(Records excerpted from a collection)
-------
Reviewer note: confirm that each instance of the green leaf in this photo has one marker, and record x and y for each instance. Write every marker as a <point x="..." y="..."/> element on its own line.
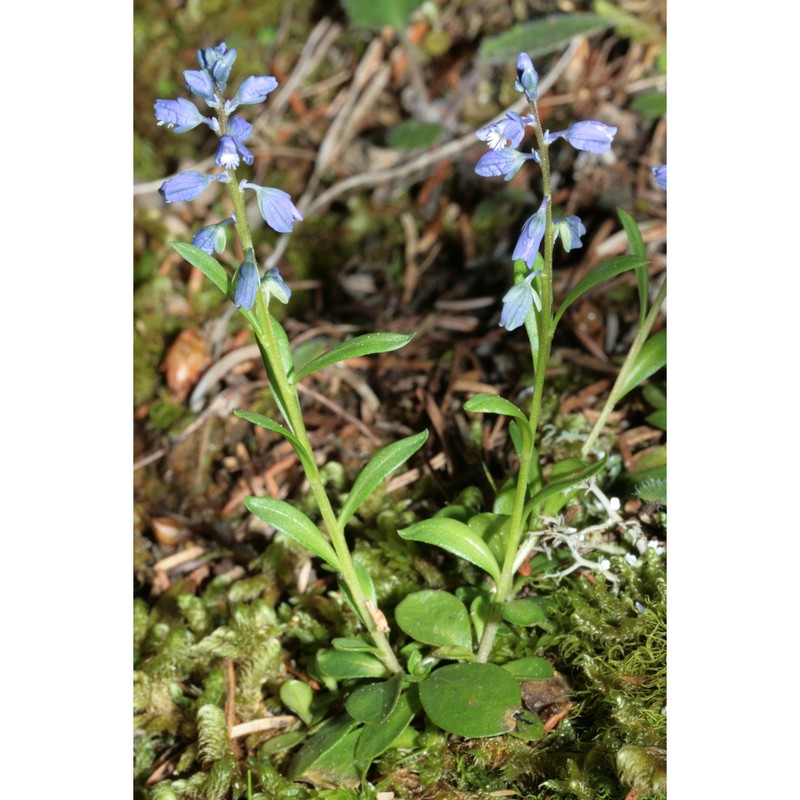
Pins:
<point x="540" y="38"/>
<point x="410" y="134"/>
<point x="295" y="524"/>
<point x="526" y="611"/>
<point x="457" y="538"/>
<point x="562" y="469"/>
<point x="374" y="702"/>
<point x="377" y="15"/>
<point x="608" y="269"/>
<point x="434" y="617"/>
<point x="384" y="462"/>
<point x="207" y="264"/>
<point x="380" y="736"/>
<point x="636" y="243"/>
<point x="366" y="345"/>
<point x="658" y="419"/>
<point x="305" y="457"/>
<point x="565" y="483"/>
<point x="327" y="739"/>
<point x="650" y="105"/>
<point x="353" y="644"/>
<point x="342" y="666"/>
<point x="651" y="358"/>
<point x="297" y="697"/>
<point x="472" y="700"/>
<point x="530" y="669"/>
<point x="492" y="404"/>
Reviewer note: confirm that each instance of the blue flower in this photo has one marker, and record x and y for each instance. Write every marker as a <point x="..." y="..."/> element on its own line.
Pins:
<point x="505" y="162"/>
<point x="570" y="229"/>
<point x="274" y="286"/>
<point x="276" y="207"/>
<point x="527" y="77"/>
<point x="660" y="174"/>
<point x="512" y="129"/>
<point x="180" y="112"/>
<point x="199" y="82"/>
<point x="239" y="129"/>
<point x="531" y="237"/>
<point x="253" y="90"/>
<point x="218" y="61"/>
<point x="591" y="136"/>
<point x="227" y="155"/>
<point x="187" y="186"/>
<point x="212" y="237"/>
<point x="518" y="302"/>
<point x="247" y="280"/>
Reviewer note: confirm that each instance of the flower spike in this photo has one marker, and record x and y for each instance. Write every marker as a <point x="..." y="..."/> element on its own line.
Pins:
<point x="518" y="302"/>
<point x="506" y="162"/>
<point x="660" y="174"/>
<point x="531" y="237"/>
<point x="187" y="186"/>
<point x="212" y="238"/>
<point x="181" y="113"/>
<point x="253" y="90"/>
<point x="591" y="136"/>
<point x="199" y="82"/>
<point x="247" y="281"/>
<point x="527" y="77"/>
<point x="511" y="129"/>
<point x="570" y="229"/>
<point x="276" y="207"/>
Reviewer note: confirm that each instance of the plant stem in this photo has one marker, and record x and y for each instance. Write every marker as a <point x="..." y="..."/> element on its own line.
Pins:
<point x="506" y="585"/>
<point x="625" y="369"/>
<point x="290" y="404"/>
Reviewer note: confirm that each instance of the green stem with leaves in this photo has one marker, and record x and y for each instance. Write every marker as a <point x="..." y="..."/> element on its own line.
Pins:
<point x="290" y="404"/>
<point x="545" y="334"/>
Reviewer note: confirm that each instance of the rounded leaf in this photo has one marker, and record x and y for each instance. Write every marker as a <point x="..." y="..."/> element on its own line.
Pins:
<point x="434" y="617"/>
<point x="471" y="699"/>
<point x="374" y="702"/>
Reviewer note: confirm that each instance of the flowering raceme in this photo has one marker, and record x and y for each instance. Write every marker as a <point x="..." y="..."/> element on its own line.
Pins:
<point x="503" y="137"/>
<point x="276" y="206"/>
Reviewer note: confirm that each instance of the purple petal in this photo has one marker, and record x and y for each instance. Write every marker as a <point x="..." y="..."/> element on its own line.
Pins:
<point x="227" y="155"/>
<point x="247" y="283"/>
<point x="187" y="186"/>
<point x="660" y="174"/>
<point x="276" y="207"/>
<point x="531" y="237"/>
<point x="180" y="113"/>
<point x="506" y="162"/>
<point x="199" y="82"/>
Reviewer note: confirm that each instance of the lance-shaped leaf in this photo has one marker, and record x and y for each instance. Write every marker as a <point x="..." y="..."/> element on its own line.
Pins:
<point x="380" y="465"/>
<point x="207" y="264"/>
<point x="457" y="538"/>
<point x="636" y="243"/>
<point x="492" y="404"/>
<point x="214" y="271"/>
<point x="305" y="457"/>
<point x="651" y="358"/>
<point x="608" y="269"/>
<point x="366" y="345"/>
<point x="295" y="524"/>
<point x="565" y="483"/>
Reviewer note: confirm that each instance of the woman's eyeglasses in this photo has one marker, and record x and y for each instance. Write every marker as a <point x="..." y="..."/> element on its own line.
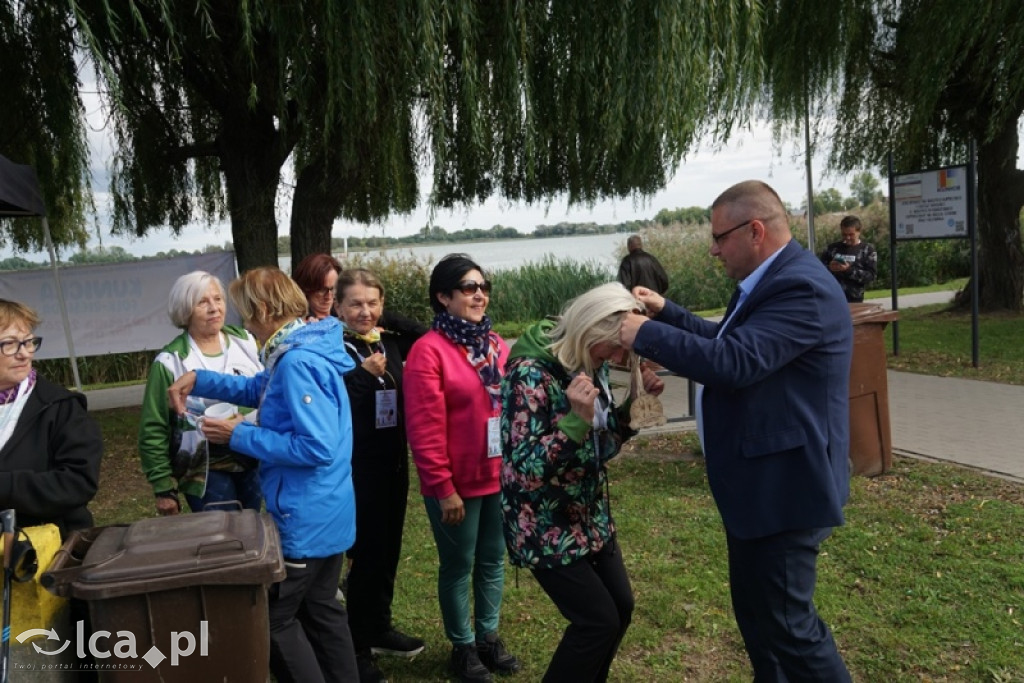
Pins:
<point x="469" y="287"/>
<point x="12" y="346"/>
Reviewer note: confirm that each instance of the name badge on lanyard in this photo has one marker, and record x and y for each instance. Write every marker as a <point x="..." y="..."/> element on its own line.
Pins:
<point x="387" y="409"/>
<point x="494" y="437"/>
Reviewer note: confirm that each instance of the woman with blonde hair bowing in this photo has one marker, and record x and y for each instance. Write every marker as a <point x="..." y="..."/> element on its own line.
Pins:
<point x="559" y="428"/>
<point x="453" y="383"/>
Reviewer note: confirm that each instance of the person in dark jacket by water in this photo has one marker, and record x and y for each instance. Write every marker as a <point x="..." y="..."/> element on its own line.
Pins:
<point x="639" y="268"/>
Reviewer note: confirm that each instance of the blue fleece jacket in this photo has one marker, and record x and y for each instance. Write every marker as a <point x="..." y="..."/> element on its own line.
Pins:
<point x="304" y="437"/>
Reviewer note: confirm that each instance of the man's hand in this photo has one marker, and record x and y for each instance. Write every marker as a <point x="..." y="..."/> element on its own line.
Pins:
<point x="653" y="301"/>
<point x="629" y="327"/>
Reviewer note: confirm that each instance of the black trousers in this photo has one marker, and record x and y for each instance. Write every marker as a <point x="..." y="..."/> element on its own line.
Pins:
<point x="309" y="638"/>
<point x="772" y="582"/>
<point x="381" y="497"/>
<point x="594" y="594"/>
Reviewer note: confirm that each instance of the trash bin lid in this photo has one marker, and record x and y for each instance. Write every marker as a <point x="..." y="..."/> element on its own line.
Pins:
<point x="163" y="553"/>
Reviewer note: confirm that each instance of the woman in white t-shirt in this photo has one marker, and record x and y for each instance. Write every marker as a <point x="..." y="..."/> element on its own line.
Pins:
<point x="176" y="458"/>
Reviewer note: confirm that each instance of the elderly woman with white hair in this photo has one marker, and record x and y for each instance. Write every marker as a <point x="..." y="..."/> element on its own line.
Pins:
<point x="175" y="455"/>
<point x="559" y="428"/>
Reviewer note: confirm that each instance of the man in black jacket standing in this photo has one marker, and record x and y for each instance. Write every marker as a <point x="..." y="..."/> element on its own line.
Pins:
<point x="639" y="268"/>
<point x="852" y="262"/>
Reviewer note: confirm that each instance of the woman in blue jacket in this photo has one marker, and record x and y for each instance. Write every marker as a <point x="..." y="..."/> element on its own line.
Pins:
<point x="303" y="440"/>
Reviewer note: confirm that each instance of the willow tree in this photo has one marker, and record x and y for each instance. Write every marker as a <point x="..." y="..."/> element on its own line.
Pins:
<point x="527" y="100"/>
<point x="42" y="122"/>
<point x="921" y="79"/>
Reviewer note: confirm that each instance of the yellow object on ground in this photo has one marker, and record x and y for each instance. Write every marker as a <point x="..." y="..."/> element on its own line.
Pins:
<point x="32" y="606"/>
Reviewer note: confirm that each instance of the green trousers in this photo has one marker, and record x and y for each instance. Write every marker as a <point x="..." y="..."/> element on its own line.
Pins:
<point x="473" y="549"/>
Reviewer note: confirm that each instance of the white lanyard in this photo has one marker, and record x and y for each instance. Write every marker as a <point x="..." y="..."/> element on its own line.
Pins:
<point x="363" y="358"/>
<point x="11" y="413"/>
<point x="203" y="356"/>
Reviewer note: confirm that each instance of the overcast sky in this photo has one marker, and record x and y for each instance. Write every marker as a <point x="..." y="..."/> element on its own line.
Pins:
<point x="699" y="179"/>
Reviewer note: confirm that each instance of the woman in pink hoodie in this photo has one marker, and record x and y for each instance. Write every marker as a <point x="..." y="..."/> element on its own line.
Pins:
<point x="453" y="403"/>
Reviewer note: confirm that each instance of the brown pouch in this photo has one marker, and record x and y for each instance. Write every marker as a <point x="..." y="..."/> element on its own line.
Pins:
<point x="646" y="410"/>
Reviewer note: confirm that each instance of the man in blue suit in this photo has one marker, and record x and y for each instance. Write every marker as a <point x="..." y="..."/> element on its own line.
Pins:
<point x="773" y="417"/>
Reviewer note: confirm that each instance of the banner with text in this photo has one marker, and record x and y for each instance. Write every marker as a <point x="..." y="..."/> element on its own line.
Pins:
<point x="931" y="204"/>
<point x="112" y="308"/>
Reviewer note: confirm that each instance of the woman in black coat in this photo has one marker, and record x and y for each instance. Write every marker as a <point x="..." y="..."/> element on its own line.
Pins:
<point x="380" y="466"/>
<point x="49" y="446"/>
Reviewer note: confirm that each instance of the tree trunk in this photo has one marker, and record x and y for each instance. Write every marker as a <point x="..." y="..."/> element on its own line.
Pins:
<point x="1000" y="196"/>
<point x="317" y="200"/>
<point x="251" y="163"/>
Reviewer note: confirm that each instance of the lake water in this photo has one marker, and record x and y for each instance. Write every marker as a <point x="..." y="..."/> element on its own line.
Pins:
<point x="500" y="255"/>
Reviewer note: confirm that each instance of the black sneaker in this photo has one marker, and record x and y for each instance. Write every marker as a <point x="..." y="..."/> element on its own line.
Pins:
<point x="466" y="667"/>
<point x="396" y="644"/>
<point x="369" y="673"/>
<point x="494" y="655"/>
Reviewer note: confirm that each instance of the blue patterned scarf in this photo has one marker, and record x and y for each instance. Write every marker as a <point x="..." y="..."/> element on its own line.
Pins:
<point x="481" y="348"/>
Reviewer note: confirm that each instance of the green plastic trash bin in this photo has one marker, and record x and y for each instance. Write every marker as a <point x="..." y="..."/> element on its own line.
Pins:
<point x="179" y="598"/>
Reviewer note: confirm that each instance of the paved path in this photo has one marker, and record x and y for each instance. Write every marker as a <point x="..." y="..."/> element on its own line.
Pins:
<point x="976" y="424"/>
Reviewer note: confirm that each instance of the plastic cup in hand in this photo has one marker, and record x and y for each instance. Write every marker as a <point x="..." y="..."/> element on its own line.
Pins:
<point x="218" y="412"/>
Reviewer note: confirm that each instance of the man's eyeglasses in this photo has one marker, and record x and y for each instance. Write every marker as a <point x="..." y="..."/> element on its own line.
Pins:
<point x="12" y="346"/>
<point x="469" y="287"/>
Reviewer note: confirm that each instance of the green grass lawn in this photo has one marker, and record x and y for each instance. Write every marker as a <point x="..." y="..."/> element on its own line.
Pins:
<point x="925" y="583"/>
<point x="936" y="340"/>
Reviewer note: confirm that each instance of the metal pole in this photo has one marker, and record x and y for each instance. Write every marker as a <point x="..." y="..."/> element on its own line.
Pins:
<point x="64" y="307"/>
<point x="810" y="182"/>
<point x="972" y="218"/>
<point x="892" y="249"/>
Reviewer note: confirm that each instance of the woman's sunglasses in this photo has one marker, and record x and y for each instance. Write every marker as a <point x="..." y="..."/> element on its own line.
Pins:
<point x="469" y="287"/>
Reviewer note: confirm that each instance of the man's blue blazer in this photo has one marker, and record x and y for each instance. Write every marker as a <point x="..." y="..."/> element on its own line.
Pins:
<point x="775" y="404"/>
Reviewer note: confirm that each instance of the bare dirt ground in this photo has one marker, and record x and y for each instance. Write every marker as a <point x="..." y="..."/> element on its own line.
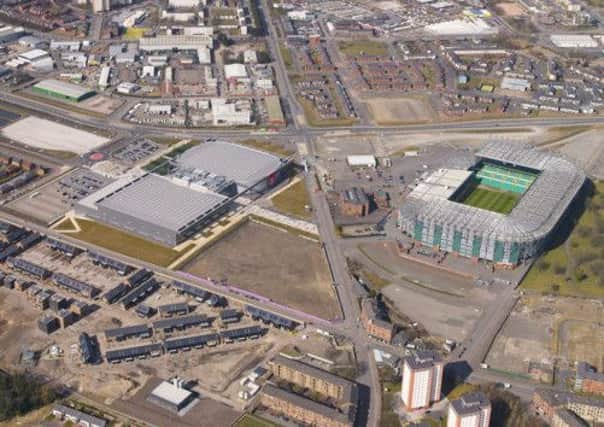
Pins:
<point x="510" y="9"/>
<point x="447" y="305"/>
<point x="389" y="111"/>
<point x="102" y="104"/>
<point x="206" y="413"/>
<point x="288" y="269"/>
<point x="543" y="328"/>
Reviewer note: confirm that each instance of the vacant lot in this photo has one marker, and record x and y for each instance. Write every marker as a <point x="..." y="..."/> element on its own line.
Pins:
<point x="206" y="413"/>
<point x="134" y="33"/>
<point x="510" y="9"/>
<point x="276" y="264"/>
<point x="363" y="47"/>
<point x="492" y="200"/>
<point x="48" y="135"/>
<point x="393" y="111"/>
<point x="293" y="200"/>
<point x="575" y="267"/>
<point x="542" y="328"/>
<point x="122" y="242"/>
<point x="250" y="420"/>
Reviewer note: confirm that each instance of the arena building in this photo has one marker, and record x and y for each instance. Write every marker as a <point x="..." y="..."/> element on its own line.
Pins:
<point x="503" y="209"/>
<point x="201" y="188"/>
<point x="249" y="168"/>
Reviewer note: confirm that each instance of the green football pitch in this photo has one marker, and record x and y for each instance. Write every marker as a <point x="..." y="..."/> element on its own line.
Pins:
<point x="491" y="200"/>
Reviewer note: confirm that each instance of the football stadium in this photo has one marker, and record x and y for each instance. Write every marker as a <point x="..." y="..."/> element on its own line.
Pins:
<point x="503" y="209"/>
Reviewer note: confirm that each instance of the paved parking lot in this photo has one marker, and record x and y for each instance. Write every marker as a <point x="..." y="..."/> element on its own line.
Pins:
<point x="52" y="201"/>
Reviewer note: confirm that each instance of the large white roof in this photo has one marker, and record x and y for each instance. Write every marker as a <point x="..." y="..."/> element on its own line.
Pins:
<point x="158" y="201"/>
<point x="170" y="393"/>
<point x="246" y="166"/>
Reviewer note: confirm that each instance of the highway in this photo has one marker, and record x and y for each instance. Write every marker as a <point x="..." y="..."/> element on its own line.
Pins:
<point x="472" y="350"/>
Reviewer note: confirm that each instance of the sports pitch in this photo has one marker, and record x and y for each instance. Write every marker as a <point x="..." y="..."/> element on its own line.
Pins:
<point x="492" y="200"/>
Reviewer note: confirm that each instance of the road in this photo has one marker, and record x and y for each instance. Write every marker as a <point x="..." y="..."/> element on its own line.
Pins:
<point x="474" y="348"/>
<point x="344" y="287"/>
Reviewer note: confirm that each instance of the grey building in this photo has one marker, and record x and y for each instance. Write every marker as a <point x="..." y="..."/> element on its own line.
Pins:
<point x="246" y="166"/>
<point x="154" y="207"/>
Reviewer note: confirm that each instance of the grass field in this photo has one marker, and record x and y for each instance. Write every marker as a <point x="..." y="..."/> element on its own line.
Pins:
<point x="124" y="243"/>
<point x="293" y="201"/>
<point x="491" y="200"/>
<point x="277" y="149"/>
<point x="575" y="267"/>
<point x="363" y="47"/>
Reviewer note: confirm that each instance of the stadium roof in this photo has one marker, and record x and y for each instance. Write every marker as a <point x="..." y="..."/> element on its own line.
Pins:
<point x="533" y="217"/>
<point x="246" y="166"/>
<point x="442" y="183"/>
<point x="159" y="201"/>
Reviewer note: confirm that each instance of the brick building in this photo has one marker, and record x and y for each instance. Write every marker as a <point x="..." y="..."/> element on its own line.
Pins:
<point x="470" y="410"/>
<point x="546" y="402"/>
<point x="588" y="380"/>
<point x="314" y="379"/>
<point x="422" y="379"/>
<point x="354" y="202"/>
<point x="302" y="409"/>
<point x="374" y="323"/>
-------
_Problem_
Wherever a line in the records contains the word "plastic", copy that line.

_Answer for this exercise_
Reviewer note: confirm that each instance of the green plastic trash bin in this photo has one marker, and record x and y for each instance. Write every marker as a <point x="..." y="..."/> element on its own line.
Reviewer note: confirm that each instance of the plastic cup in hand in this photo has one marker, and record x and y for each instance. Write every marker as a <point x="..." y="..."/> element on its own line.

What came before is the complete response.